_INSTRUCTIONS FOR THE TASK:_ Without including any pictures, copy each entry below exactly.

◆ ◆ ◆

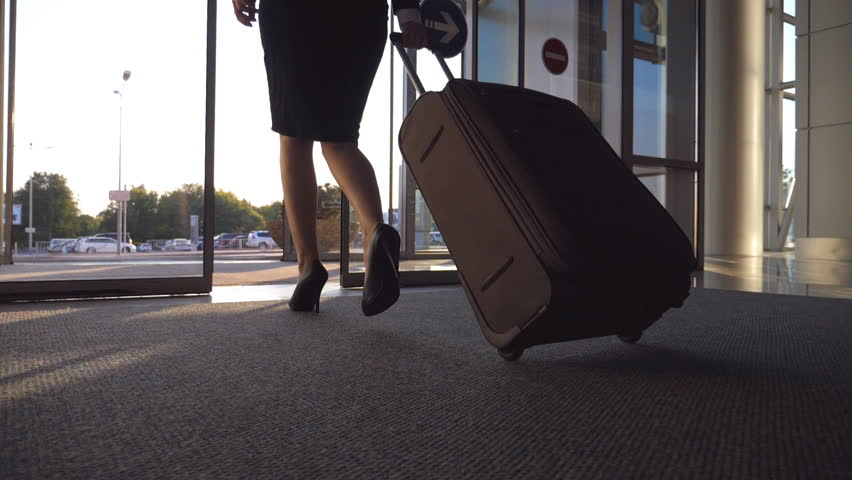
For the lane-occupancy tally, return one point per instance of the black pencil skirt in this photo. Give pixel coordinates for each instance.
(321, 59)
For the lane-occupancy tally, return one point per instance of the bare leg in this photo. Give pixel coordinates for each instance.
(356, 178)
(300, 196)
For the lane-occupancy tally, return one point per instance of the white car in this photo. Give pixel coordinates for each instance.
(60, 245)
(260, 239)
(102, 245)
(179, 244)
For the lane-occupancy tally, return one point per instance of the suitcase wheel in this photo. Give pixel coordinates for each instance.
(510, 354)
(630, 338)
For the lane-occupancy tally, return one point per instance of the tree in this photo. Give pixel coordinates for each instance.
(174, 210)
(234, 215)
(87, 225)
(142, 213)
(273, 211)
(54, 210)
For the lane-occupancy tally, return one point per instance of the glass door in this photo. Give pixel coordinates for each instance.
(660, 107)
(108, 178)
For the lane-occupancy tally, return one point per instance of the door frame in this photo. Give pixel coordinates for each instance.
(37, 290)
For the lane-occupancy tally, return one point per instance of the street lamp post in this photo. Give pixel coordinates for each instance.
(121, 211)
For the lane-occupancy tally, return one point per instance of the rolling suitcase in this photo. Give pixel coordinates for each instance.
(554, 238)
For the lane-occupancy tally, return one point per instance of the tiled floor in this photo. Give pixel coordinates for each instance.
(779, 273)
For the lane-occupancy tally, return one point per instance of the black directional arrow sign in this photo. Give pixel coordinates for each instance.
(446, 26)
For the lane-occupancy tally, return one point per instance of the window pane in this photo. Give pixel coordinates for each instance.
(788, 138)
(789, 53)
(498, 42)
(109, 107)
(664, 79)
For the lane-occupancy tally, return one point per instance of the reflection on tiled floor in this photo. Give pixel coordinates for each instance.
(779, 273)
(264, 277)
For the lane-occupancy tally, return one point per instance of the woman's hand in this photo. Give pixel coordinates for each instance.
(413, 35)
(245, 11)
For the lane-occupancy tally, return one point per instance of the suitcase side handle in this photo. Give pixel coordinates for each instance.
(396, 40)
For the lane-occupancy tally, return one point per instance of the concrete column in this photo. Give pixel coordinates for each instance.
(735, 77)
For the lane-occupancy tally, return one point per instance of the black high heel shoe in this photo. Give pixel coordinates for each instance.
(306, 295)
(381, 288)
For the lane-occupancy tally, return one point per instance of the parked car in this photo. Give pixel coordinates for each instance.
(223, 240)
(179, 245)
(436, 239)
(260, 239)
(103, 245)
(58, 245)
(114, 236)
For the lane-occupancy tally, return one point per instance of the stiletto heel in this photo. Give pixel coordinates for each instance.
(306, 295)
(381, 288)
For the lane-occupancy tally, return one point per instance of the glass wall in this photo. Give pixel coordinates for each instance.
(109, 137)
(780, 144)
(664, 95)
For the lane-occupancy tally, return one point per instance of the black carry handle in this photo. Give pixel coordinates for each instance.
(396, 40)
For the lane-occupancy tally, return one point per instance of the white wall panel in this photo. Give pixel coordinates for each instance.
(830, 177)
(829, 13)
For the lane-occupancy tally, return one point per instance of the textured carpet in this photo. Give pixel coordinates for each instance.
(733, 385)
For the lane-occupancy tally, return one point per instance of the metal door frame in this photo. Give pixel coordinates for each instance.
(12, 291)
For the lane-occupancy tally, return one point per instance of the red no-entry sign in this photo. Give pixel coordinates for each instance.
(555, 56)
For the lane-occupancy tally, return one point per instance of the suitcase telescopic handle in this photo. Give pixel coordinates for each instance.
(396, 40)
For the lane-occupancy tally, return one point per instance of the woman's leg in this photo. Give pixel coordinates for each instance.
(356, 178)
(300, 196)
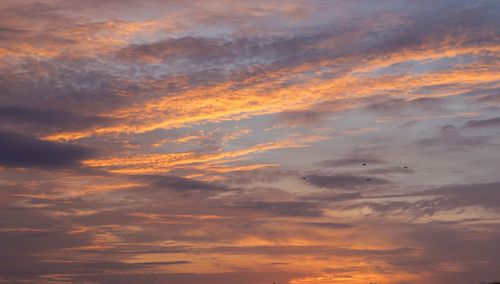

◆ ◆ ◆

_OUTPUT FOR THIS TASK:_
For the lane-occupancy tally, return one point per instance of the black pencil skirt in this photo. Give pixel coordinates for each instance.
(321, 59)
For the lane-occupancy tally, return one point per instance of the bare leg in this photo. Give pixel coordinates for each instance.
(356, 178)
(300, 196)
For the lane-occupancy tally, return one point per instance of the white car in this photo. Give pixel coordinates for each instance.
(60, 245)
(260, 239)
(102, 245)
(179, 244)
For the lane-occupancy tally, return one point per instance of the suitcase wheel in this photo. Give pixel coordinates for each instance.
(510, 354)
(630, 338)
For the lane-occupancy tally, return one point per instance of the tree in this photo. Give pixel coordinates for each instance.
(174, 210)
(234, 215)
(87, 225)
(142, 213)
(273, 211)
(54, 210)
For the lane-occupancy tally, return one point per instance of the glass door in this photo. Give pixel coordinates for each instance.
(660, 107)
(108, 178)
For the lane-occupancy tally, return one point per instance of the door frame in this photo. Give pixel coordinates for each instance.
(37, 290)
For the lane-occupancy tally, return one point per instance of the street lamp post in this photo. Give pixel coordinates for each instance.
(121, 211)
For the lane-occupancy tally, return one point per instance of the rolling suitcase in this photo. Give pixel coordinates for each instance.
(554, 238)
For the lane-occupancy tally, return one point per instance of the tiled floor in this photo. Give pixel coordinates for each instance.
(779, 273)
For the lane-occupancy tally, return one point per instance of the black directional arrow sign in this photo. Give pixel coordinates for each instance.
(446, 26)
For the lane-occupancy tally, return one point per instance of the window pane in this photo. Give pixel coordinates for each instance.
(788, 138)
(789, 53)
(498, 42)
(109, 107)
(664, 79)
For the lane-occupancy tally, return one point per instance of the reflection on tiled floor in this photo. Give pixel coordinates for each instance.
(779, 273)
(264, 277)
For the lane-occupancy tally, return one point per instance of the woman's hand in this photo. Give pixel coordinates for each instance.
(413, 35)
(245, 11)
For the lane-occupancy tally, return one point per instance of the suitcase side handle in this photo. Give pixel coordinates for each instance.
(396, 40)
For the lane-occupancy tally, return one point per instance of the concrete column in this photo. Give pixel coordinates for each instance.
(735, 77)
For the lane-occupancy tally, return one point per instance of the black high heel shoe in this photo. Give pixel coordinates for each instance.
(306, 295)
(381, 288)
For the lane-occupancy tally, return one point per instance of the parked car in this photo. Give pixel coordinates for each instance.
(223, 240)
(179, 245)
(436, 239)
(260, 239)
(103, 245)
(58, 245)
(114, 236)
For the lane-occupancy tally, return one point per instance of the stiletto heel in this photo. Give pixel coordinates for each instance.
(306, 295)
(381, 288)
For the lane-occupancy tally, return one point per instance of the glass wall in this photo. Give pixel coordinates for each instance.
(109, 137)
(780, 144)
(664, 95)
For the lane-occupancy tally, return one point per instance of the black carry handle in this photo. Give pixel coordinates for each instance.
(396, 40)
For the lane-occupancy tally, return one point per instance of the white wall panel in this photo. Give pixel coordinates for each instance.
(830, 177)
(829, 13)
For the lane-occupancy tally, return one point per instance of the textured carpet in this photo. Give pixel coordinates for each instance.
(733, 385)
For the lane-occupancy tally, return one point per instance of the metal door frame in this photo. Give pixel coordinates for each instance.
(12, 291)
For the lane-occupancy tally, return one point per instance of the red no-entry sign in this photo. Give pixel coordinates for each instance.
(555, 56)
For the lane-occupancy tally, return one point per instance of the suitcase telescopic handle in this photo. Give pixel coordinates for each instance.
(396, 40)
For the lane-occupancy tally, return one point per instance of the woman's leg in this photo. Give pixel coordinates for each instance.
(356, 178)
(300, 196)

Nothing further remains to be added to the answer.